[Pointing items]
══════════

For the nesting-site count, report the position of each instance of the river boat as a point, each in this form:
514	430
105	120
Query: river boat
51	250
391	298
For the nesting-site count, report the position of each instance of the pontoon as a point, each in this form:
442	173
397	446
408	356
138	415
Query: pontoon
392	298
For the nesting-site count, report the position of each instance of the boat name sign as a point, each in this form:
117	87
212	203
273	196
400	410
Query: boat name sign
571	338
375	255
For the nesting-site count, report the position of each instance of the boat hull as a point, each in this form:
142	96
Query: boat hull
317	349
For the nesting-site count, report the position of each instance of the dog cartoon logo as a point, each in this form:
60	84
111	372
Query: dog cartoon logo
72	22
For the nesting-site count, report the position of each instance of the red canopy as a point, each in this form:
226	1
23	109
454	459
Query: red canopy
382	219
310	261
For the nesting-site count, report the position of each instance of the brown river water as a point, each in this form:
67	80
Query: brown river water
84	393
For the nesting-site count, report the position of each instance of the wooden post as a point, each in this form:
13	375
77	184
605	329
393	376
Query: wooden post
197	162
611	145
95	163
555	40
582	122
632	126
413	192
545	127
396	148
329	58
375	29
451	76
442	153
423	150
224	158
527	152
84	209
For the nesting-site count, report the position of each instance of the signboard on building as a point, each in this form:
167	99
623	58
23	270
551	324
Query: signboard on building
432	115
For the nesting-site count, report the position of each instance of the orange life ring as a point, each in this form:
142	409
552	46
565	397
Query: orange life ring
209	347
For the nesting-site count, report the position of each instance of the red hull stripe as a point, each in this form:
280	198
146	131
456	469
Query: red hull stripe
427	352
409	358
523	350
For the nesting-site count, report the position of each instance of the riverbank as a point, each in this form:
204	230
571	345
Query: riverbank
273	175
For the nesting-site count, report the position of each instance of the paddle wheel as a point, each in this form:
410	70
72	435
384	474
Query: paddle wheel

══════════

• YOUR OBJECTIVE: Please give every line of the items above as a numbered list, leaving out any blank lines.

• RESPONSE BELOW:
1. For the nesting-site count, report the position of each instance of the river boat as a point, each in this form:
2. 514	430
3. 105	120
4. Query: river boat
5. 51	250
6. 391	298
7. For the nesting-site count, report the position of each instance of the pontoon as a point, each in this form:
8. 442	173
9. 397	446
10. 408	356
11. 138	415
12. Query: pontoon
13. 392	298
14. For the nesting-site count, report the position of each instance of the boat name sign as a point, each in this form:
15. 117	87
16. 212	203
17. 273	196
18. 400	410
19. Query: boat name sign
20. 571	338
21. 375	255
22. For the nesting-site count, report the position of each instance of the boat hull as a point, each in this form:
23. 142	96
24. Query: boat hull
25. 317	349
26. For the nesting-site count, report the position of each instance of the dog cartoon logo as a point, each in this form:
27. 60	84
28. 111	372
29. Query: dog cartoon logo
30. 72	22
31. For the nesting-site count, report the position of each instance of the red canopy as a point, each in this form:
32. 226	1
33. 23	109
34. 454	459
35. Query: red canopy
36. 382	219
37. 310	261
38. For the nesting-site count, report the position of each instance of the brown river water as a point, each in this form:
39. 67	80
40. Query: brown river water
41. 84	393
42. For the nesting-site count, report the position of each instance of the wooden post as a point, each in this form:
43. 13	375
44. 77	184
45. 605	329
46. 393	376
47. Query: wooden post
48. 197	162
49. 611	145
50. 95	163
51. 555	40
52. 582	122
53. 632	126
54. 413	192
55. 545	127
56. 396	148
57. 329	58
58. 375	29
59. 451	76
60. 442	153
61. 423	150
62. 224	158
63. 527	152
64. 84	209
65. For the nesting-site count, report the position of each instance of the signboard on building as a point, each in this form:
66. 167	99
67. 623	58
68. 23	270
69. 551	324
70. Query: signboard on building
71. 432	115
72. For the nesting-site count, report the position of each instance of the orange life ring as a point, each in this form:
73. 142	409
74. 552	46
75. 565	397
76. Query: orange life ring
77. 209	347
78. For the nesting-site count, report the position of each instance of the red hull stripe as a point, each in this form:
79. 280	198
80. 146	131
81. 456	469
82. Query: red hull stripe
83. 427	352
84. 409	358
85. 523	350
86. For the nesting-site count, report the position of each instance of the riverbank as a point, each in this form:
87. 204	230
88. 571	345
89. Query: riverbank
90. 273	175
91. For the nesting-site count, report the position of each instance of the paddle wheel as a point, each in this form:
92. 410	70
93. 72	435
94. 384	474
95. Query: paddle wheel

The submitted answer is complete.